Problem:
Word for word, repeat the data; no picture should appear in the result.

Records for this task:
---*---

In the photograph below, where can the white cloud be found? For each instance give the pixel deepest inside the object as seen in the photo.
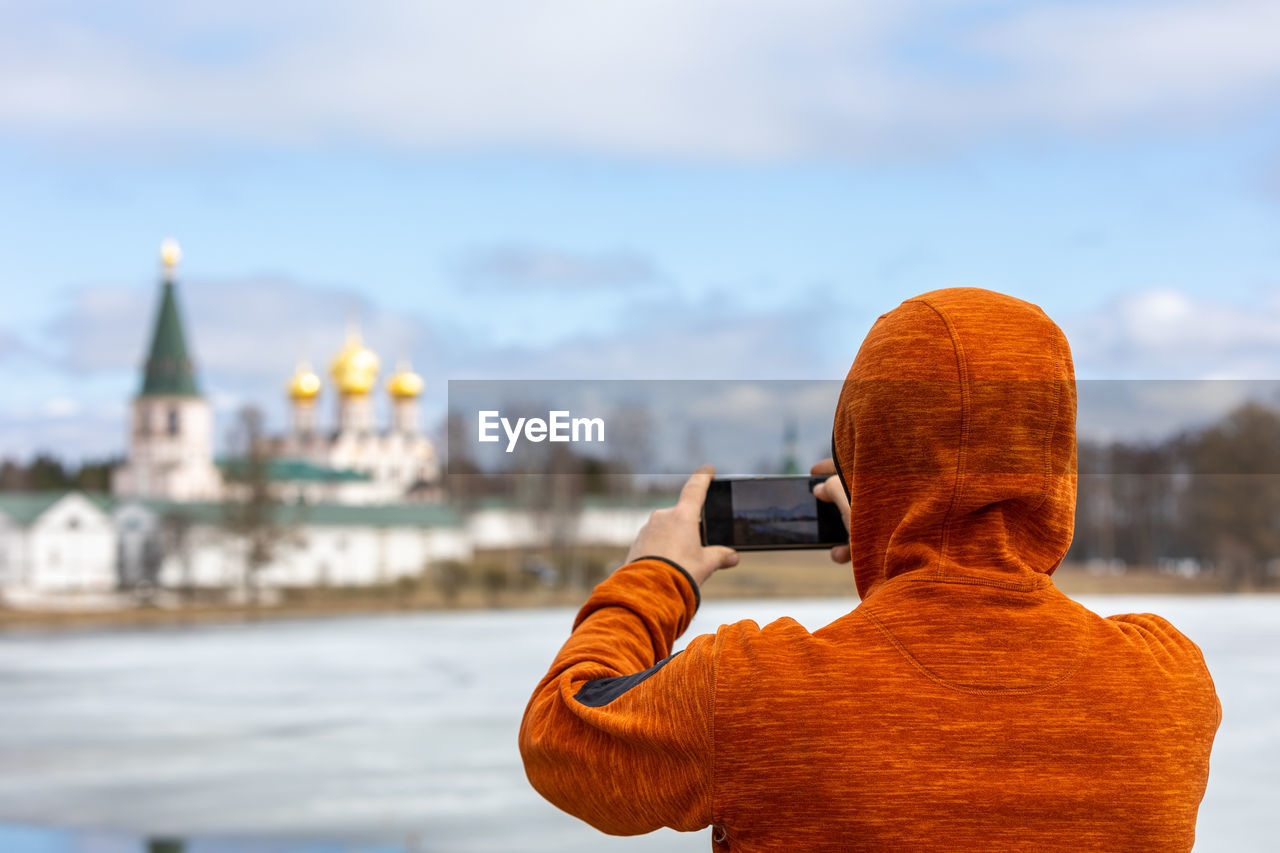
(544, 268)
(711, 78)
(1168, 334)
(246, 337)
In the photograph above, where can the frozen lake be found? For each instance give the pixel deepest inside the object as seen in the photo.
(398, 733)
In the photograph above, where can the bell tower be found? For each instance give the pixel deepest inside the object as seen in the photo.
(170, 434)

---*---

Result of the task:
In the photograph below, where can the white cloud be found? For each instance give the pixel deepest inside the object as seen in the photo.
(544, 268)
(711, 78)
(1168, 334)
(246, 337)
In the photograph above, where can the frozen lake be found? For each instance give the pixel deepest inside the object as seen in the photo.
(398, 733)
In the photograph above, where can the bell tower be found? For each instance give the pixel deepest inside the object as seen in the photo.
(170, 434)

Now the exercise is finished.